Common embedding models
| Model | Dimensions | Max tokens | Best for |
|---|---|---|---|
text-embedding-3-small | 1 536 | 8 191 | Cost-sensitive RAG |
text-embedding-3-large | 3 072 | 8 191 | Higher accuracy needs |
all-MiniLM-L6-v2 | 384 | 256 | On-device, low latency |
bge-large-en-v1.5 | 1 024 | 512 | Open-source, strong perf |
nomic-embed-text | 768 | 8 192 | Long-document open-source |
Dimensionality tradeoffs
Higher dimensions capture finer-grained semantic distinctions but cost more:
| Dim | Storage per million vectors | ANN index build time | Retrieval latency |
|---|---|---|---|
| 384 | ~1.5 GB (float32) | Fast | Very low |
| 768 | ~3 GB | Moderate | Low |
| 1 536 | ~6 GB | Slow | Moderate |
| 3 072 | ~12 GB | Very slow | Higher |
OpenAI’s text-embedding-3 models support Matryoshka truncation — you can truncate the vector to fewer dimensions (e.g., 256) and retain most accuracy. Useful when storage or latency dominates.

→ **Dataset content**

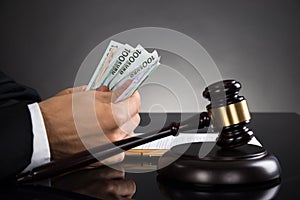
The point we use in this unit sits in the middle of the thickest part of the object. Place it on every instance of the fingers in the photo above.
(126, 130)
(71, 90)
(114, 159)
(102, 89)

→ **Instructions for the task**
For each statement, say yes or no according to the text on embedding models, and quote its deciding words exactly. (a) Higher dimensions cost more. (b) Matryoshka truncation keeps only a small part of the accuracy. (c) nomic-embed-text has 1 024 dimensions. The rows are not needed for any of this.

→ **Exercise response**
(a) Yes: "Higher dimensions capture finer-grained semantic distinctions but cost more"
(b) No: "retain most accuracy"
(c) No: "nomic-embed-text | 768 | 8 192"